### [Document text]

--

Adam Thatcher, CEO and Founder of Grace Farms Foods, a certified B Corporation and public benefit subsidiary of Grace Farms Foundation, spoke to the impact model and goals of the company, and its innovative efforts to drive awareness about Design for Freedom in a way that is tangible and accessible for consumers and in the workplace. Thatcher announced a new program that provides companies the opportunity to bring ethically sourced coffees and teas into their offices and events to educate their workforces about Design for Freedom. Arup, HMTX, MASS Design Group, MillerKnoll’s global retail headquarters, Sciame Construction, SHoP, TED, and Tony’s Chocoloney are among the first to try these products in the workplace.
A highlight of the Summit was a performance by The Hummingbirds, featuring Grace Farms’ Music Director Marcus G. Miller along with musicians and architects Florian Idenburg of SO-IL on drums and Nick Roseboro from Architensions on trumpet.
Throughout the day, Summit participants also had the opportunity to explore Grace Farms, taking nature walks and architectural tours, with Architectural Advisor Toshihiro Oki, formerly of SANAA, savoring tea in the Pavilion, and enjoying two exhibitions—Common Good Through Crisis, designed by 2022 AIA Firm of the Year MASS Design Group, and Peace Forest, by Peter Miller of Palette Architecture and Shohei Yoshida of sy + a, both project architects on Grace Farms’ River building.
Next year’s Design for Freedom Summit is planned for March 26, 2024.
Since its launch in 2020, Design for Freedom has participated in projects around the world to reduce the risk of forced labor in material supply chains. Most recently completed are architect and artist Nina Cooke John’s Harriet Tubman monument located in Harriet Tubman Square in Newark, New Jersey, which was unveiled to the public on March 9, 2023. Cooke John is currently working on the exhibition Design for Freedom, that will open at Grace Farms in the fall. Grace Farms also worked with the Serpentine Pavilion project team to enhance material transparency and prioritize ethical procurement for the 2022 Pavilion, Black Chapel, designed by Theaster Gates. Additional information about Design for Freedom pilot projects can be found here.

--

### [Given data]
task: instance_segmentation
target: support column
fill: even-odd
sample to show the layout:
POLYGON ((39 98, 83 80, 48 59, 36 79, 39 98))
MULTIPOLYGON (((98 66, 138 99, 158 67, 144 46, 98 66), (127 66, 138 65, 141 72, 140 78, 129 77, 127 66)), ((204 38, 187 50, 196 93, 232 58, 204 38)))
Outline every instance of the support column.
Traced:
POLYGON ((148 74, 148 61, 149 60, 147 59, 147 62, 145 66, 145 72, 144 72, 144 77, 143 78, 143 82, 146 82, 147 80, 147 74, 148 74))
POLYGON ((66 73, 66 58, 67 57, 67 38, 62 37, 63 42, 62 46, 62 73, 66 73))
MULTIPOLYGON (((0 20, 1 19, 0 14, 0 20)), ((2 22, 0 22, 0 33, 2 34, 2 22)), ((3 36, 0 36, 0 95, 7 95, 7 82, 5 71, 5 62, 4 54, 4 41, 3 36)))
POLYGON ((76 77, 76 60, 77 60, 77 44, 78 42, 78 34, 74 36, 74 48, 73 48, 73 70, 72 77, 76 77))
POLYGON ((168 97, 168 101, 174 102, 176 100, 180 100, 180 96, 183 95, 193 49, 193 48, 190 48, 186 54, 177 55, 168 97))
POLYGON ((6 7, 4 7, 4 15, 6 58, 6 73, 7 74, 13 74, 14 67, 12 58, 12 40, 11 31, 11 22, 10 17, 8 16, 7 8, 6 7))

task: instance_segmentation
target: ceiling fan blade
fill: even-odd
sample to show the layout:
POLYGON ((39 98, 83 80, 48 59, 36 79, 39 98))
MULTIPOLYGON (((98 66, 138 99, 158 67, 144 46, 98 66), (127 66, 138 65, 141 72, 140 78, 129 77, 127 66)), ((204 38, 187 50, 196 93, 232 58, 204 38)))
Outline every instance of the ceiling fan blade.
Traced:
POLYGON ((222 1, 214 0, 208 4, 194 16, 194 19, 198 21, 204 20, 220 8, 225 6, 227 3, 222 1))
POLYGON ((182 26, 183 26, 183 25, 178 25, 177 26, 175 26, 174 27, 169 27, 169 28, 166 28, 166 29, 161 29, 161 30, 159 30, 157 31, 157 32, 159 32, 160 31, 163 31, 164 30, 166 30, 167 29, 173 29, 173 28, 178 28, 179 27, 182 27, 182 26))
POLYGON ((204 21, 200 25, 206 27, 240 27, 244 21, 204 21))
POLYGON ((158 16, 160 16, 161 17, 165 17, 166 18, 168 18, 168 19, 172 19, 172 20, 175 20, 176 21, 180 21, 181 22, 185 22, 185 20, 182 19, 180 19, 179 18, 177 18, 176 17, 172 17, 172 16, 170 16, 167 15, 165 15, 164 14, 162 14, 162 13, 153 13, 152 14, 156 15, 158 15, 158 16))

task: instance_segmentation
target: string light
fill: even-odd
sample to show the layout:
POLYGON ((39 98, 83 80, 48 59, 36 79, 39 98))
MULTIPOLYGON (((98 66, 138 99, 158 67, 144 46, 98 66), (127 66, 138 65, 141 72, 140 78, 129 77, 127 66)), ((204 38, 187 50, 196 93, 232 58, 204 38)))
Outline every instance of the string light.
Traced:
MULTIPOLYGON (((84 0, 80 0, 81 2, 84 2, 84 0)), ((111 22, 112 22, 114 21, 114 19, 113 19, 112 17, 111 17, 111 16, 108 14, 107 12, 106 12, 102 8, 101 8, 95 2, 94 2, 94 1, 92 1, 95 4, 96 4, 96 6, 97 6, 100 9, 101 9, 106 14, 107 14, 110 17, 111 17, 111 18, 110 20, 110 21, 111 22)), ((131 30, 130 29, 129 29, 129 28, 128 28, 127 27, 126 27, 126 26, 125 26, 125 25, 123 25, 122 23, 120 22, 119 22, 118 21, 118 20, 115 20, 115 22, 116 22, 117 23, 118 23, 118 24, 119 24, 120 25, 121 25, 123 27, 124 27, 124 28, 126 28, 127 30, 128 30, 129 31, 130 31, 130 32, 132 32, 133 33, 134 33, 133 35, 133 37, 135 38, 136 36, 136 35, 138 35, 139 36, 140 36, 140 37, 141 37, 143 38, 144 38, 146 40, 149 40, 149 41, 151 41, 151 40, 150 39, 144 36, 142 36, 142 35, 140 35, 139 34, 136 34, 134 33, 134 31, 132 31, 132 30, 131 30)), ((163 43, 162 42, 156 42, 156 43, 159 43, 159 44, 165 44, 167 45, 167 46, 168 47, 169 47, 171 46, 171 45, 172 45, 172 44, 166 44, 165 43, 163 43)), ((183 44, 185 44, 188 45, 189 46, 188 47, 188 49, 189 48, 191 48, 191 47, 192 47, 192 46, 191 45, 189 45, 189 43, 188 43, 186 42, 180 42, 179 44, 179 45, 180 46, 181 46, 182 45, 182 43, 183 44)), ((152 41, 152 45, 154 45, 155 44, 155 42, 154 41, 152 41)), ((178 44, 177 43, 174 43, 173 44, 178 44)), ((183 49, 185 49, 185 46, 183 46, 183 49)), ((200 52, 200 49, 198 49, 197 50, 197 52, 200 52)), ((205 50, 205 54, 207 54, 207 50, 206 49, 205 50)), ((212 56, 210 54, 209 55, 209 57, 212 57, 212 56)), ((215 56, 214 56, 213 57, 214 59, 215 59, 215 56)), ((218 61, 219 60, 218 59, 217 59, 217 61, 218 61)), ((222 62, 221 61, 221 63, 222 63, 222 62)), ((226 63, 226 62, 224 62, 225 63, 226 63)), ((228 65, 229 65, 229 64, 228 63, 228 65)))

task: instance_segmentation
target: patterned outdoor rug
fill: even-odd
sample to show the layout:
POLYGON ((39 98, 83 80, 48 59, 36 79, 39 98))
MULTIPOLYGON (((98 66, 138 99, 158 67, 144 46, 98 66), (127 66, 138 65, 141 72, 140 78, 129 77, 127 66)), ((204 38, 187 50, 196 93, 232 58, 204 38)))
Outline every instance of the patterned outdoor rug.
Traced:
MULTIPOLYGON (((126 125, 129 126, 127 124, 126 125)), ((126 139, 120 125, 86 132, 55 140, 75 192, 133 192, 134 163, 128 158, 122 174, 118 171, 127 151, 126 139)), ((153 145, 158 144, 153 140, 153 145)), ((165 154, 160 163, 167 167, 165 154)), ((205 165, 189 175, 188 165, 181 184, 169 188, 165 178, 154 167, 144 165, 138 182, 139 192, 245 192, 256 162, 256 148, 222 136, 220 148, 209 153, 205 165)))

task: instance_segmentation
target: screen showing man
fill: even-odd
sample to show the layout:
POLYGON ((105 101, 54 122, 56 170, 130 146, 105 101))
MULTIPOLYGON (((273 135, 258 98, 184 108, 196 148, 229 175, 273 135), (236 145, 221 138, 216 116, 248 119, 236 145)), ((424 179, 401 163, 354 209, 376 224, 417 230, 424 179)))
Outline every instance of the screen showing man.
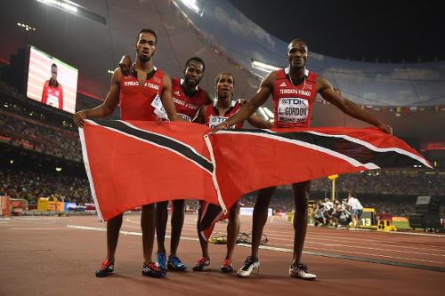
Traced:
POLYGON ((77 73, 77 68, 31 46, 27 96, 74 114, 77 73))
POLYGON ((63 91, 57 81, 57 65, 51 66, 51 78, 46 80, 42 92, 42 103, 60 109, 63 108, 63 91))

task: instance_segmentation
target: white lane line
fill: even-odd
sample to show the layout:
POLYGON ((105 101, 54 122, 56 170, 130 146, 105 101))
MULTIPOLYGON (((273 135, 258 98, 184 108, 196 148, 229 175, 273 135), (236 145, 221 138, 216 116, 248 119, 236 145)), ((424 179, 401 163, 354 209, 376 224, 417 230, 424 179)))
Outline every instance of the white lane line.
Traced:
MULTIPOLYGON (((325 250, 325 251, 328 251, 328 250, 326 250, 324 248, 315 248, 315 247, 309 247, 307 249, 315 249, 315 250, 325 250)), ((401 260, 413 260, 413 261, 438 263, 438 264, 444 264, 445 263, 445 262, 442 262, 442 261, 432 261, 432 260, 424 260, 424 259, 416 259, 416 258, 409 258, 409 257, 398 257, 398 256, 390 256, 390 255, 371 254, 371 253, 368 253, 368 252, 344 251, 344 250, 337 250, 337 249, 329 249, 328 251, 330 251, 330 252, 345 252, 345 253, 359 254, 359 255, 360 255, 360 257, 363 257, 363 255, 368 255, 368 256, 384 257, 384 258, 399 259, 399 260, 401 259, 401 260)))
MULTIPOLYGON (((268 237, 271 238, 271 237, 268 237)), ((289 239, 289 241, 292 241, 289 239)), ((293 245, 293 244, 273 244, 269 241, 269 244, 275 244, 275 245, 293 245)), ((325 244, 325 243, 317 243, 317 242, 312 242, 310 240, 306 240, 304 242, 304 244, 308 246, 308 244, 322 244, 324 246, 335 246, 335 247, 345 247, 345 248, 353 248, 353 249, 366 249, 366 250, 376 250, 377 248, 373 248, 373 247, 364 247, 364 246, 357 246, 357 245, 350 245, 350 244, 325 244)), ((310 247, 310 246, 309 246, 310 247)), ((328 248, 326 248, 326 250, 331 250, 328 248)), ((442 254, 432 254, 428 252, 412 252, 412 251, 401 251, 401 250, 394 250, 394 249, 382 249, 382 251, 384 252, 403 252, 403 253, 409 253, 409 254, 417 254, 417 255, 426 255, 426 256, 440 256, 440 257, 445 257, 445 255, 442 254)))
MULTIPOLYGON (((243 247, 247 247, 251 248, 252 246, 250 244, 239 244, 239 246, 243 246, 243 247)), ((279 251, 279 252, 294 252, 294 250, 292 249, 287 249, 287 248, 277 248, 277 247, 271 247, 271 246, 265 246, 265 245, 260 245, 260 249, 264 249, 264 250, 271 250, 271 251, 279 251)), ((366 252, 346 252, 343 250, 331 250, 331 249, 323 249, 323 248, 304 248, 304 249, 315 249, 315 250, 322 250, 322 251, 328 251, 328 252, 346 252, 346 253, 355 253, 361 255, 360 257, 362 258, 363 255, 368 255, 368 256, 376 256, 376 257, 384 257, 384 258, 390 258, 390 259, 404 259, 404 260, 413 260, 413 261, 423 261, 423 262, 430 262, 430 263, 438 263, 438 264, 443 264, 445 262, 441 262, 441 261, 431 261, 431 260, 425 260, 422 259, 415 259, 415 258, 408 258, 408 257, 396 257, 396 256, 388 256, 388 255, 376 255, 376 254, 368 254, 366 252)), ((305 252, 303 252, 305 253, 305 252)))
POLYGON ((49 227, 49 228, 33 228, 33 227, 30 227, 30 228, 10 228, 8 229, 12 229, 12 230, 66 230, 67 228, 52 228, 52 227, 49 227))

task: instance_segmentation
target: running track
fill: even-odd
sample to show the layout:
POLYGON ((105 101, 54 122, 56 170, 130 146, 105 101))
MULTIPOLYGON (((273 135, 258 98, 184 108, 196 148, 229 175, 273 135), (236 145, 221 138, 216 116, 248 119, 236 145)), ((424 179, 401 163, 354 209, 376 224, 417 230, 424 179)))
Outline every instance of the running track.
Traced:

--

### [Apply what you read]
**1.** List every organization that the Design for Freedom Summit text names as among the first to try the Grace Farms Foods coffees and teas in the workplace.
**2.** Resume the Design for Freedom Summit text, starting after its final sentence.

### [Answer section]
**1.** Arup, HMTX, MASS Design Group, MillerKnoll's global retail headquarters, Sciame Construction, SHoP, TED, and Tony's Chocoloney

**2.**
Grace Farms has collaborated with 20 colleges and universities nationally and internationally to present Design for Freedom and educate future leaders. Leaders of Design for Freedom has also addressed audiences at Greenbuild, the AIA National Conference, COP 27 and the U.S. State Department’s Office of Overseas Building (OBO) Industry Advisory Group Meeting. The Design for Freedom report, which was published in 2020, along with the Design for Freedom toolkit, are included in syllabi throughout the field. Both the report and toolkit can be downloaded from the Design for Freedom website.
Forced labor and human trafficking is an estimated $150 billion industry. The illegal use of forced labor across industrial sectors subsidizes corporate profits and has contributed to the expansion of this global industry. This criminal activity affects approximately 28 million people, mostly from impoverished communities or from areas of conflict and disasters. Design for Freedom seeks to address this pressing humanitarian crisis by creating a radical paradigm shift to design and build a more humane future.